Next, set the credentials for accessing your PKS cluster with kubectl using the following command:
pks get-credentials <clustername>
Now all the commands you run from “kubectl” will be in the context of your PKS cluster.
The previous command will generate a configuration file that will allow you to log into the user interface for your Kubernetes API server. This file is located at “~/.kube/config” and you can save a copy of this file in your home directory using the following command:
cat ~/.kube/config > kubeconfig && chmod 0600 kubeconfig
Finally, start up a proxy to your Kubernetes API server. You can start a proxy in the background with the following command:
kubectl proxy &
After the proxy is running, you can navigate your browser to http://localhost:8001/ui/ to log into the visual interface to manage your cluster.
When prompted, choose to log in with a configuration file and from the file browser, select the “kubeconfig” file that you saved previously. You should then be redirect to a screen providing an overview of your cluster:
If you browse around the interface, you can find some helpful services such as helm and kube-dns are already deployed, as well as being able to view the health of your cluster:
Install the PostgreSQL operator and scale your database cluster
With the release of version 2.5 of the PostgreSQL operator, Crunchy Data provided a quickstart script which you can download that installs the operator in your PKS cluster in a namespace called “demo.” The command below downloads the quickstart script and makes it executable in your system.
wget --quiet https://raw.githubusercontent.com/CrunchyData/postgres-operator/master/examples/quickstart.sh -O quickstart.sh && chmod +x quickstart.sh
You can run the quickstart script with the following command:
./quickstart.sh
The script checks to see if Kubernetes is indeed available, and then sets up the necessary environmental variables needed to support the PostgreSQL operator, as well as the operator itself.

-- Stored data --
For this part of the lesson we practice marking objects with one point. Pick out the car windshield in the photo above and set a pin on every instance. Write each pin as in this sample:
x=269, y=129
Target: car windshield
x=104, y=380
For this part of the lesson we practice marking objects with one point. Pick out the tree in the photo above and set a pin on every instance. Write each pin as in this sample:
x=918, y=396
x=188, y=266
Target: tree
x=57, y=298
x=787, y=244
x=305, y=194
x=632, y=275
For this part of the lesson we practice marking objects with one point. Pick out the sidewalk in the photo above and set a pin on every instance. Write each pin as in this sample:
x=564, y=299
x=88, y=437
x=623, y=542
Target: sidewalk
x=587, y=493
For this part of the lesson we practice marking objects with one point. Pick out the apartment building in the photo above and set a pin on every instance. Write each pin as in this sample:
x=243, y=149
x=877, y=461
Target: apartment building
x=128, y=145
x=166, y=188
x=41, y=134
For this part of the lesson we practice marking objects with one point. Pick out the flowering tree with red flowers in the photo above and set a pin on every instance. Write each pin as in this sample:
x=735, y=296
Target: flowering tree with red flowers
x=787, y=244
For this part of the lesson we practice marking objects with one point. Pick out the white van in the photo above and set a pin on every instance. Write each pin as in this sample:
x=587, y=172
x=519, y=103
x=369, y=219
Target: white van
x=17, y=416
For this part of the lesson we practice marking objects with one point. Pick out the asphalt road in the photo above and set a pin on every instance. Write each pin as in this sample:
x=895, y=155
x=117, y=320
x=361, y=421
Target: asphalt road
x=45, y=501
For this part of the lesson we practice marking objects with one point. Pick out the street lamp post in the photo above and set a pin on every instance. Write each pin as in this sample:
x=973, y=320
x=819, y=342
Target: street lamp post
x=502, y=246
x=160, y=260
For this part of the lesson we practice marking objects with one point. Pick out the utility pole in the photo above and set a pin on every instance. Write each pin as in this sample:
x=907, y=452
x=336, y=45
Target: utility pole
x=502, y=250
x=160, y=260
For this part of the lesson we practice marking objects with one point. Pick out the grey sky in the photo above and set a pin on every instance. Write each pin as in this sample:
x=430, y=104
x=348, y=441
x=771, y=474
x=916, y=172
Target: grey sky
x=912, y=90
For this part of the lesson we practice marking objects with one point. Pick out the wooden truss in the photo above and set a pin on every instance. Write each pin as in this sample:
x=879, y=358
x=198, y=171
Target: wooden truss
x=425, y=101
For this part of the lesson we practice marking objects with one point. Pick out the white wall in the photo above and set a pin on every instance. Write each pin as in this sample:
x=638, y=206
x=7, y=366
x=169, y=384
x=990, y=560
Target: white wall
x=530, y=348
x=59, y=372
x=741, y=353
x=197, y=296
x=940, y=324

-- Exercise set --
• a. Reproduce the part of the PKS cluster guide that begins at the words "Next, set the" and ends after "manage your cluster.".
• b. According to the PKS cluster guide, in which namespace does the quickstart script install the PostgreSQL operator?
• c. Write the next part of the PKS cluster guide, starting after its final sentence.
The rows have nothing to do with the PKS cluster guide.

-- Final answers --
• a.
Next, set the credentials for accessing your PKS cluster with kubectl using the following command:
pks get-credentials <clustername>
Now all the commands you run from “kubectl” will be in the context of your PKS cluster.
The previous command will generate a configuration file that will allow you to log into the user interface for your Kubernetes API server. This file is located at “~/.kube/config” and you can save a copy of this file in your home directory using the following command:
cat ~/.kube/config > kubeconfig && chmod 0600 kubeconfig
Finally, start up a proxy to your Kubernetes API server. You can start a proxy in the background with the following command:
kubectl proxy &
After the proxy is running, you can navigate your browser to http://localhost:8001/ui/ to log into the visual interface to manage your cluster.

• b. A namespace called "demo."

• c.
When prompted to created the “demo” namespace, type “yes” and hit enter. If you have already created the “demo” namespace, type “no” and hit enter.
If you chose “yes,” you will then see output that comes from the quickstart script invoking “kubectl config view” which outputs the current state of your “~/.kube/config” file. In the list of contexts, you should see something that looks similar to this:
contexts: - context: cluster: <clustername> user: <kube-user-uuid>
You will then be prompted to enter the name of your cluster. Enter the name you are given in <clustername>, and then you will see a prompt to enter your Kube user name. Enter the name you see in <kube-user-uuid> and hit enter. This will properly set up your context and allow you to easily work with the PostgreSQL operator.
Finally, you will be prompted if you want to deploy the operator to the cluster. Type “yes” and hit enter.
The script will terminate provide you a port-forward command to set up an endpoint to access the PostgreSQL operator. Copy and paste the command and set it up to run in the background similar to this, ensuring you add an “&” to the end of your command:
kubectl port-forward postgres-operator-<unique-identifier> 8443:8443 &
To easily work with the PostgreSQL operator in your terminal, run the below command, which will set up some environmental variables that make it easy to work with the operator:
source ~/.bashrc
Now you are ready to work with the PostgreSQL operator! You can see the operator API running by going to your Kubernetes API server interface and selecting the “demo” namespace:
Creating, Scaling, and Accessing your PostgreSQL Cluster
The PostgreSQL operator provides functionality for managing and scaling your database cluster, and here we will go through a few examples of using it.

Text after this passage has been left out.